- CONSIGNES:
1 > Selon le texte sur la pauvreté en Asie et en Afrique, combien d'employés vivaient dans une extrême pauvreté en 2021 ?
2 > Rédigez la suite du texte sur la pauvreté en Asie et en Afrique, à partir de sa dernière phrase.

- TEXTE:
****

Asie/Afrique : les courbes se sont croisées. Depuis 1990, la pauvreté a fondu en Asie mais a augmenté en Afrique. Une évolution qui interroge les modèles de développement.
Avec sa forme d’entonnoir et sa torsion de couleurs, ce graphique témoigne d’une bonne nouvelle et de plusieurs remises en cause.
La bonne nouvelle, c’est que le nombre d’employés vivant dans une extrême pauvreté a été divisé par 3,6 entre 1991 et 2021, passant de 808 millions à 224 millions, alors même que la population mondiale est passée de 5,3 à 7,8 milliards au cours de ces trente années. Il y a donc, sur Terre, de plus en plus de monde et de moins en moins de pauvres, ce qui contredit une nouvelle fois les thèses malthusiennes. Les causes de cette sortie de la pauvreté sont connues : l’accroissement de la productivité, la mondialisation qui, en favorisant les échanges, a accru la création de richesse. L’économie n’est pas un jeu à somme nulle et le monde n’est pas fini, comme en témoigne cette heureuse évolution d’extinction de la pauvreté au cours des trente dernières années.

****

- DONNÉES FOURNIES:
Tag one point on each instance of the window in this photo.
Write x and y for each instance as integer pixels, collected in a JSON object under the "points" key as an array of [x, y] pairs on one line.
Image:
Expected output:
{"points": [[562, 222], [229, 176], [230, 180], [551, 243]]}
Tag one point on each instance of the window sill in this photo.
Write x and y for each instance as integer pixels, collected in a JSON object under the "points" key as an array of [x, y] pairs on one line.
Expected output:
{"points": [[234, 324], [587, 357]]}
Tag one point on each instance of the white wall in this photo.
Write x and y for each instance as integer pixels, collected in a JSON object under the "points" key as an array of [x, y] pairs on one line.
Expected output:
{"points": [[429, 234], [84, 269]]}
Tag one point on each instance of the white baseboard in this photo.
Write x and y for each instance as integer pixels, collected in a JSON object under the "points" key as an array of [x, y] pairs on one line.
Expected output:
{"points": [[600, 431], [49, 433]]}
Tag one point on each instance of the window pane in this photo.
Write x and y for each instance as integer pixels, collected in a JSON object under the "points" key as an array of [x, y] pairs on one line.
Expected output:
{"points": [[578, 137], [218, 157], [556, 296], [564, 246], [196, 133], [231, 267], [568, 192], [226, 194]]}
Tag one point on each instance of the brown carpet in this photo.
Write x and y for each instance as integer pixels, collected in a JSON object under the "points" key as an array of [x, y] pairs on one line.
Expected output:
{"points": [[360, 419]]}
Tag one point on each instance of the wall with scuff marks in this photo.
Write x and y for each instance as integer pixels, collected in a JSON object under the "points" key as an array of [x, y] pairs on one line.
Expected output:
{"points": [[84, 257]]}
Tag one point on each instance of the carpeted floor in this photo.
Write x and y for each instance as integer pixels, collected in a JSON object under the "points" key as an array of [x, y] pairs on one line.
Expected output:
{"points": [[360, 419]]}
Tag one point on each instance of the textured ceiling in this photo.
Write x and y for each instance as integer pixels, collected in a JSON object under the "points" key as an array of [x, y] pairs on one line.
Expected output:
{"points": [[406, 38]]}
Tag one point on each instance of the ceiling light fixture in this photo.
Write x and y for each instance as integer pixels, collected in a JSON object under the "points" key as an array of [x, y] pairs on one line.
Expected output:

****

- RÉSULTATS:
1 > 224 millions d'employés.

2 >
Mais ce graphique apporte aussi plusieurs remises en cause. Alors qu’en 1991, l’Asie était le continent qui comptait le plus de travailleurs pauvres, c’est désormais l’Afrique qui détient cette triste palme. Partout la pauvreté a fondu, sauf en Afrique, où elle est près de deux fois plus importante qu’en 1991. L’Afrique noire a reculé, en valeur relative et en valeur absolue. Pourquoi cette trajectoire inversée par rapport à l’Asie ? Plusieurs causes peuvent être invoquées, comme l’explosion démographique, l’accroissement des guerres, l’exacerbation des rivalités ethniques.
Autre remise en cause : l’efficacité réelle de l’aide internationale et de l’action humanitaire. L’Asie, qui n’en a presque pas eu, a progressé, l’Afrique, qui en est le réceptacle principal, a régressé. Voilà qui confirme les thèses déjà démontrées par Peter Bauer en 1984 dans son ouvrage Mirage égalitaire et tiers-monde. C’est le capitalisme, le travail, l’investissement, l’entrepreneuriat qui permettent d’éradiquer la pauvreté, non l’aide humanitaire et l’action sociale à l’échelle internationale. La « rente » de l’aide s’avérant contre-productive pour les pays qui en sont les bénéficiaires en se transformant en trappe à pauvreté.
« L’Asie a tiré parti de la Mondialisation. »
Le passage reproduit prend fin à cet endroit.